» Exercise aim
Restate, word for word, every line of the data.

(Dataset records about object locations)
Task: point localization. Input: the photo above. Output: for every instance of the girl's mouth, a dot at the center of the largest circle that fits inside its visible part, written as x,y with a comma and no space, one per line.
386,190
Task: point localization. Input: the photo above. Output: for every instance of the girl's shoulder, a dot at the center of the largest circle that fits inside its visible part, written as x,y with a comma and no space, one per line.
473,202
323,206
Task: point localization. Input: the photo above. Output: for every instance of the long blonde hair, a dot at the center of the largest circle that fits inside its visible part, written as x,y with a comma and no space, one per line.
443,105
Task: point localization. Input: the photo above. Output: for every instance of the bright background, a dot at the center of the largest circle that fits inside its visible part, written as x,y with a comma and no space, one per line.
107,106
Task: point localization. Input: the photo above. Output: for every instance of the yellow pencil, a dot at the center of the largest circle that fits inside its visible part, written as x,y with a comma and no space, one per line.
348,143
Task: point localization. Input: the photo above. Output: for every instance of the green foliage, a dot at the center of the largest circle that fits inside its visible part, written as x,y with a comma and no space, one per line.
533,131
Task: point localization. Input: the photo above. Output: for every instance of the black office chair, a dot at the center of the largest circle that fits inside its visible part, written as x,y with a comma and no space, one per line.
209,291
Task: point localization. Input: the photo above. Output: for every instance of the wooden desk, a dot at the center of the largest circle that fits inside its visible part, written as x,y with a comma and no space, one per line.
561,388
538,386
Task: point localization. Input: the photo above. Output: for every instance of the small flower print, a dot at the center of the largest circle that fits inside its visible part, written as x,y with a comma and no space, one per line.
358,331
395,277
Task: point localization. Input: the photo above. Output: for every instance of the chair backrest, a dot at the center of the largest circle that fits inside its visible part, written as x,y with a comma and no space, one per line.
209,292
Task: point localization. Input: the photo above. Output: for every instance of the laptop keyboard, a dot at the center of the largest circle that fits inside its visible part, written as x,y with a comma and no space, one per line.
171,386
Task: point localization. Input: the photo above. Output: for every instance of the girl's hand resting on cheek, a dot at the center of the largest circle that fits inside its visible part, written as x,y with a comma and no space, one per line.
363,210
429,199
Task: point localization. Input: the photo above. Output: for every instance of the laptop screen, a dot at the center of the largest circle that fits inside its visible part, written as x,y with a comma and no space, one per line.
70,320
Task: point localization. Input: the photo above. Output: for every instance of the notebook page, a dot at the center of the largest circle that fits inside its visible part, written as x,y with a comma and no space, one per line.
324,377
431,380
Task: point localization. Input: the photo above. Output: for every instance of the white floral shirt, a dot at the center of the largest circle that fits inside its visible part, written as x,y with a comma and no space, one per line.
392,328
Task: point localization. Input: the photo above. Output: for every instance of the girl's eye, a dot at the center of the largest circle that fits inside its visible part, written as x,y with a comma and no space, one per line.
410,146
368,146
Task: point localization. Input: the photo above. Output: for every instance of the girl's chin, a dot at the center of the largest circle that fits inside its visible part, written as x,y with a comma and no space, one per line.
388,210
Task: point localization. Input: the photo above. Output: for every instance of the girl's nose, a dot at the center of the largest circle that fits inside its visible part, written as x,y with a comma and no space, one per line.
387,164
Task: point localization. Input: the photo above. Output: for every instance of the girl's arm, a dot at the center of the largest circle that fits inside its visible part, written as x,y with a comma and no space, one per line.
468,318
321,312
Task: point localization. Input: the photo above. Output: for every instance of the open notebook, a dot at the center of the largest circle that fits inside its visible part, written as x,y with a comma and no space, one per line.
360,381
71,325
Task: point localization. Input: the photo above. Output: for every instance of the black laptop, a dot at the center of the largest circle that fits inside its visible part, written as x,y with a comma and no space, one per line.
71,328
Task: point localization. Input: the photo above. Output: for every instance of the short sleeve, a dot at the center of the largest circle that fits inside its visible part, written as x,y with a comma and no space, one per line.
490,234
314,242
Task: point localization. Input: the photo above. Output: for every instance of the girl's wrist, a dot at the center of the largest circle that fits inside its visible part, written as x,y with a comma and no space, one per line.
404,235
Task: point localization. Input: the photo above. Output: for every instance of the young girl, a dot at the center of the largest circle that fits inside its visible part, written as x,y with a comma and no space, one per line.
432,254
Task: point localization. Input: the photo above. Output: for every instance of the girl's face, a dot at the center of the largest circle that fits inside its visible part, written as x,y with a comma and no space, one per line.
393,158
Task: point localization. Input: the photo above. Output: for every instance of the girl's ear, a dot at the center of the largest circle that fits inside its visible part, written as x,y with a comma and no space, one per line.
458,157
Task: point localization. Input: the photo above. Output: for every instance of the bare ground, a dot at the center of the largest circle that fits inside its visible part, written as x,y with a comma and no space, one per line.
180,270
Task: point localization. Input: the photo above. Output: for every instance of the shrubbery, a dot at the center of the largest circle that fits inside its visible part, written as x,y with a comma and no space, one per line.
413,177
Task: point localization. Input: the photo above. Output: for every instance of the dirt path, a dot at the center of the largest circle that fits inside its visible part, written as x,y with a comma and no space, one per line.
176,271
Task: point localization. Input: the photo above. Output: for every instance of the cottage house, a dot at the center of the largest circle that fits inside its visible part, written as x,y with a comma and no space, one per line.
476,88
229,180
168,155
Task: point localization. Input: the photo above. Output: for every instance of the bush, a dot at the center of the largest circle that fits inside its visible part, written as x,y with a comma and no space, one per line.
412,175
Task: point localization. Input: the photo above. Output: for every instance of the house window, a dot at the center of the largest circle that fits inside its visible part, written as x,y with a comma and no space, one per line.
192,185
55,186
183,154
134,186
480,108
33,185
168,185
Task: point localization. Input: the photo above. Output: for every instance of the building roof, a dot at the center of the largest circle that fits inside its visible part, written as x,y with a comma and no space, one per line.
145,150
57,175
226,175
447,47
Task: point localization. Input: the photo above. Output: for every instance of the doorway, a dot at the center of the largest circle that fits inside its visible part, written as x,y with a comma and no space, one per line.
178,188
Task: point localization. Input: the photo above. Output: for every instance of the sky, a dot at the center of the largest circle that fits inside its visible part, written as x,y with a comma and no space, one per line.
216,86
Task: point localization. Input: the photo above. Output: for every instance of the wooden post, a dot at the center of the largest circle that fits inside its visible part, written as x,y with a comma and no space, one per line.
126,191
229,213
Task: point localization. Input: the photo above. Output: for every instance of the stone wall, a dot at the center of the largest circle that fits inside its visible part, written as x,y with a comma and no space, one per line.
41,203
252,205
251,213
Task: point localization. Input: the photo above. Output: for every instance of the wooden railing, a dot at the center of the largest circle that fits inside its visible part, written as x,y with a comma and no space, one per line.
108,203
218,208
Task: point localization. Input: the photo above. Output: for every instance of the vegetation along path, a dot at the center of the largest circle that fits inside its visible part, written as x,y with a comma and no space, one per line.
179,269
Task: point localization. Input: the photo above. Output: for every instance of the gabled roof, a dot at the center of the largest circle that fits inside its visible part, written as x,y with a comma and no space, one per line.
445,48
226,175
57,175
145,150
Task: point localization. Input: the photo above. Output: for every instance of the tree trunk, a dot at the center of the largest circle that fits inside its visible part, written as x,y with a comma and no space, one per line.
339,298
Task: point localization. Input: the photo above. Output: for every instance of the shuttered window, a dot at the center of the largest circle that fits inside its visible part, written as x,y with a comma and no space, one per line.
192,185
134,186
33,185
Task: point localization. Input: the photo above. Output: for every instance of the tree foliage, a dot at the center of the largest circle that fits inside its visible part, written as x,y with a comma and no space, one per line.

» Result
Task: point localization. Input: the photo above. Output: for every instance of the girl's mouth, a dot at the center of the largest circle that fits inside its visible part, written as x,y with a comma and no space, one per line.
386,190
Task: point localization. Input: the photo above. Output: for every instance of the girl's shoulder, a dot at the center of the largest circle that fits inside its visible part, written as x,y with a comma and no space, one per line.
473,202
323,206
Task: point localization. Input: the photo above. Output: for every instance of the long blonde hair, a dot at the center of the largest circle that fits inside its visible part, written as x,y with a comma and no space, one per line.
443,105
Task: point localization. Input: the photo above. Output: for every instance of the bright background, a dot at the center of the largest circle that fits inside its visible part, written as x,y with a comma and no space, one per line.
107,106
Task: point localization. Input: the photo above. Output: for every instance of the yellow pencil, a dot at the center of the largest circle that fits inside its visible part, written as x,y with a comma and no space, one per line.
348,143
Task: point localization. Input: the photo above. Output: for every instance of the green foliage, a dot at the center of the largest circle that fits inside its visible part, written as x,y with a comma and no space, one per line.
533,131
Task: point localization. Input: the photo above. Output: for every instance of the black office chair, a dot at the center of the largest circle that fits inside its visible part, written as x,y with a comma and no space, one per line.
209,291
Task: point localization. Input: the photo above. Output: for every instance of the wooden desk, a dot at the center of the largest circle that fits inside its visible part, written as x,y with a comma and no space, one per line.
561,388
538,386
Task: point localization. Input: the photo above. Output: for every instance of the small flower print, a dot at the center of the largest circle that fits inside its visible part, written as x,y with a comma and no space, one per line.
358,331
395,277
Task: point localization. Input: the photo above. Output: for every instance of the chair backrest, a dot at the center of the largest circle that fits inside its visible part, written as x,y with a comma and no space, one per line.
209,292
Task: point localization. Input: the photo above. Output: for every instance of the laptop keyboard, a dot at the center of the largest circle that fits inside its visible part, written as x,y with a comma and no space, one per line.
171,386
Task: point localization. Input: the photo above. Output: for every instance of the girl's hand resting on cheek, a dot at the center of the largest circle that fits inside its visible part, written as x,y with a comma and no space, one per line.
363,210
429,199
Task: point localization. Input: the photo above. Output: for every instance of the laptop screen, a dot at the center of the largest circle that fits inside its visible part, written as x,y with a comma and no space, one per line.
70,320
Task: point localization. Input: the photo above. Output: for every instance of the notebook page, a dot at the center of the largest circle that fits inside its visible part, written as x,y with a comma and no space, one per line.
324,377
431,380
Task: point localization. Input: the photo above. Output: for every instance of the white floral shirt, a dot at the center of the largest circle that fits inside its visible part, written as x,y with a comma and no space, one per line.
392,328
Task: point localization. Input: the photo above. Output: for every instance of the girl's eye, a dot at the center of the largest circle that fits inside its visible part, written as x,y with a comma and no space, one per line.
410,146
368,146
Task: point localization. Input: the photo above. Output: for every instance of the girl's chin, a dot at the center of the largest circle that fits inside its visible part, written as x,y with a comma and no space, one per line.
388,210
Task: point localization. Input: the photo above. Output: for every instance of the girl's nose, a dot at the center of the largest circle that fits inside its visible part, written as x,y with a comma and no space, one per line.
387,164
Task: point localization. Input: the photo above. Output: for every instance of the girl's arm, a dot at the center of the largest circle that fits inside its visible part, written as x,y with a comma and no space, one per line.
468,318
321,312
Task: point localization. Input: the photo above. Output: for every instance of the open notebook, a dot at the center of the largest circle that fits inside its visible part, written as x,y with a comma and no space, one per line.
360,381
71,325
Task: point localization. Input: the photo above. Output: for every instance of the black laptop, a dot at the center of the largest circle that fits inside its visible part, written as x,y with a comma and no space, one per line.
71,328
Task: point localization. Input: the photo above. Output: for every instance of the short sleeve, a dot at the center of the largest circle that fits inside its visible part, written as x,y with a comma and no space, one per line.
490,234
314,242
Task: point localization. Input: the photo above. Output: for every instance of the girl's wrist, a dot at the center of the largest circle that fits inside its visible part, written as x,y with a comma and no space, one per line.
404,235
Task: point localization. Input: the photo above. Output: for every instance of the young girl, a dot at the center of the largest circle that fits inside its visible part, written as x,y with a comma and no space, one per line.
432,254
Task: point localization. Input: the photo above. Output: for every instance of the girl's face, a dot at the center of the largest circle that fits inside its visible part, written as x,y with a comma and no space, one per line.
393,158
Task: point localization. Input: the photo above. Output: for every instance of the girl's ear, a dot at the center of the largest circle that fits inside its visible part, written as x,y with a comma and no space, one per line.
458,157
Task: point localization. Input: the photo above. Output: for every instance of the bare ground, a dot at the center of the largest circle that fits inside its visible part, written as x,y with a comma and no space, one per line.
180,270
Task: point localization. Input: the photo above. Output: for every instance of the shrubbery, a dot at the center of the largest circle that fits inside its visible part, written as x,y with a comma and no space, one per line.
413,177
Task: point localization. Input: the photo above. Output: for every instance of the dirt path, a dot at the center of the largest circle that fits inside its visible part, written as x,y with a comma and no space, one per line.
176,271
Task: point localization. Input: the photo above. Output: for every instance of the cottage house, a dot at the center of the largest circle that fits inside its visible part, written as x,y with a comma and no space, one per line.
476,88
229,180
168,155
Task: point localization. Input: the photo above. Output: for every instance of the bush, a dot at the center of the largest circle that fits inside its visible part, written as x,y with a comma and no space, one per line.
412,175
Task: point localization. Input: the photo above. Output: for every instance of the house window, a dot at the center of the largest circle that fits inside its visible part, written as x,y with a comma and no space, one per line.
192,185
55,186
183,154
134,186
480,108
33,185
168,185
Task: point localization. Input: the photo above. Output: for every instance of the building roof, a dot at the center of the largest circle that fits inside its visible part, written as x,y with a comma and no space, one per line.
145,150
57,175
226,175
447,47
Task: point localization. Input: the photo above. Output: for every instance of the doorway, a dot at the center of the largest circle that fits inside its visible part, written as x,y with a comma and no space, one per line.
178,188
Task: point localization. Input: the photo above. Output: for every instance of the sky, a dot at the center of the largest circle that fits inside its visible part, written as x,y with a comma and no space, one per line.
216,86
Task: point localization. Input: the photo above. Output: for every instance of the wooden post, a dot at the center of the largest circle that fits inside its visible part, written as x,y with a comma and no space, one per line.
126,191
229,213
Task: point localization. Input: the photo above. Output: for every instance of the stone wall, a dot at the center of the largest circle that fits inside its visible part, written as x,y with a comma and no space, one per line.
41,203
252,205
251,213
Task: point localization. Input: the photo above. Output: for every instance of the wooden railing, a dot at the center of the largest circle that fits inside its visible part, written as x,y with a comma and no space, one per line.
108,203
218,208
Task: point localization. Input: the photo above. Output: for every instance of the vegetation along path, a dot at the center of the largest circle that fits inside its visible part, written as x,y with a comma and no space, one per line.
179,269
Task: point localization. Input: the photo above. Output: for every instance of the gabled roof, a dot at the center of the largest circle that fits inside its visible part, written as x,y with a comma and no space, one per line.
445,48
226,175
57,175
145,150
Task: point localization. Input: the photo above. Output: for every instance of the tree trunk, a dot at the center of the largest circle that fits inside its visible part, written as x,y with a comma and no space, one per line.
339,298
Task: point localization. Input: the photo above. Output: for every instance of the shuttered window, a dot at the center of the largest circle that fits inside its visible part, written as x,y with a comma and no space, one per line.
192,185
134,186
33,185
Task: point localization. Input: the photo above. Output: for every instance of the tree foliage, a dot at the center of the largest circle that fits inside its visible part, written as x,y with a comma and no space, one per line.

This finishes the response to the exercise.